BGP Additional-paths vs. Multipath

In the following post we're going to take a look at these two features: what are their purpose and in which situations can they be useful. They both provide high availability, but only BGP Multipath provides load balancing. Additional-paths is used to avoid sub-optimal routing in a Route Reflector (RR) environment.

BGP Additional-paths

What's the problem with the topology below? We have a Route Reflector (R1) which has five clients (R3, R5, R7, R8 and R9). So we have five BGP sessions between the edge routers and the RR, the edge routers don't have BGP neighborship with each other, they only receive/send prefixes to/from the RR. R10 advertises a single prefix 10.10.10.10/32 from AS 65002 in this topology.

BGP Add-path topology

So the RR receives the prefix from R3 (10.3.3.3) R5 (10.5.5.5) and R7 (10.7.7.7):

R1#show bgp ipv4 unicast | begin Net
     Network          Next Hop            Metric LocPrf Weight Path
 * i  10.10.10.10/32   10.7.7.7                 0    100      0 65002 i
 * i                   10.5.5.5                 0    100      0 65002 i
 *>i                   10.3.3.3                 0    100      0 65002 i

The RR, just like any other BGP router selects his best path to reach the destination. R1 chooses R3 as the exit point to reach AS 65002. Why did R1 choose R3? Basically all of the path attributes are the same, the IGP metric to reach the next-hop is the tiebreaker here:

R1#show bgp ipv4 unicast 10.10.10.10/32
BGP routing table entry for 10.10.10.10/32, version 2
Paths: (3 available, best #3, table default)
  Advertised to update-groups:
     1          2         
  Refresh Epoch 1
  65002, (Received from a RR-client)
    10.7.7.7 (metric 5) from 10.7.7.7 (10.7.7.7)
      Origin IGP, metric 0, localpref 100, valid, internal
      rx pathid: 0, tx pathid: 0
  Refresh Epoch 1
  65002, (Received from a RR-client)
    10.5.5.5 (metric 4) from 10.5.5.5 (10.5.5.5)
      Origin IGP, metric 0, localpref 100, valid, internal
      rx pathid: 0, tx pathid: 0
  Refresh Epoch 1
  65002, (Received from a RR-client)
    10.3.3.3 (metric 3) from 10.3.3.3 (10.3.3.3)

Stored data:
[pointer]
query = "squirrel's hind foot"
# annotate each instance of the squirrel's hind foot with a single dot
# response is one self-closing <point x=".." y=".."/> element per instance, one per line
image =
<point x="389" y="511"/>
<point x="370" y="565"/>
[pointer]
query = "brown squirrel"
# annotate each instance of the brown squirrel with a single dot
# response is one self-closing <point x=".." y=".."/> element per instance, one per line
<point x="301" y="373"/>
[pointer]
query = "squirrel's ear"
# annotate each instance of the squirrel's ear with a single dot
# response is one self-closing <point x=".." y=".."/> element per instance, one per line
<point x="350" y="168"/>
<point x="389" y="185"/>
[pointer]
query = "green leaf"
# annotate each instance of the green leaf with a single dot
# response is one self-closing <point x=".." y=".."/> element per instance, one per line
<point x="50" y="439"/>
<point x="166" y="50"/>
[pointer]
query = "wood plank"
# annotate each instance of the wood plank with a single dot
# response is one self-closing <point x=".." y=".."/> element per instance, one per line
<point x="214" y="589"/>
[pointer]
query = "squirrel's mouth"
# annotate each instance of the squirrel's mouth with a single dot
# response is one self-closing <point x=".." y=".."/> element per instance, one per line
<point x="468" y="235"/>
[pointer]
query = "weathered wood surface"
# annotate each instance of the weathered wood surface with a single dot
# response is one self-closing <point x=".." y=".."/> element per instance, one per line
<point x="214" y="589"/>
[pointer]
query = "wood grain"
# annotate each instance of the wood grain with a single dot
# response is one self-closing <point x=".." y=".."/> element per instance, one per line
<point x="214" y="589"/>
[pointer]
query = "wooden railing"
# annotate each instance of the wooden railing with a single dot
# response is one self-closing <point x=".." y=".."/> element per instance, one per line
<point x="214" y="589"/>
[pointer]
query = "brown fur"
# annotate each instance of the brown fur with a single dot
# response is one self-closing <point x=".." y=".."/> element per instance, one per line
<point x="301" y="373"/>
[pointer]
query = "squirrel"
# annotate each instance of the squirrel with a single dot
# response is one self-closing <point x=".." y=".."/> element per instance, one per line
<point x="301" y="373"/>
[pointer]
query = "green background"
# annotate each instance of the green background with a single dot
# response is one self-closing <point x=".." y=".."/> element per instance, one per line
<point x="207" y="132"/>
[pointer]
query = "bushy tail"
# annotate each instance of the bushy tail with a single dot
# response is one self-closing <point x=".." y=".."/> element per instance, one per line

Job 1:
Answer these questions from the BGP page:
(a) Which of the two features provides load balancing?
(b) How many clients does the Route Reflector R1 have?
(c) What IGP metric does R1 show for the next hop 10.5.5.5?
Job 2: Pull out every line of the entries that contains the string "green", matching case exactly.

Correct response 1:
(a) BGP Multipath
(b) Five (R3, R5, R7, R8 and R9)
(c) 4

Correct response 2:
query = "green leaf"
# annotate each instance of the green leaf with a single dot
query = "green background"
# annotate each instance of the green background with a single dot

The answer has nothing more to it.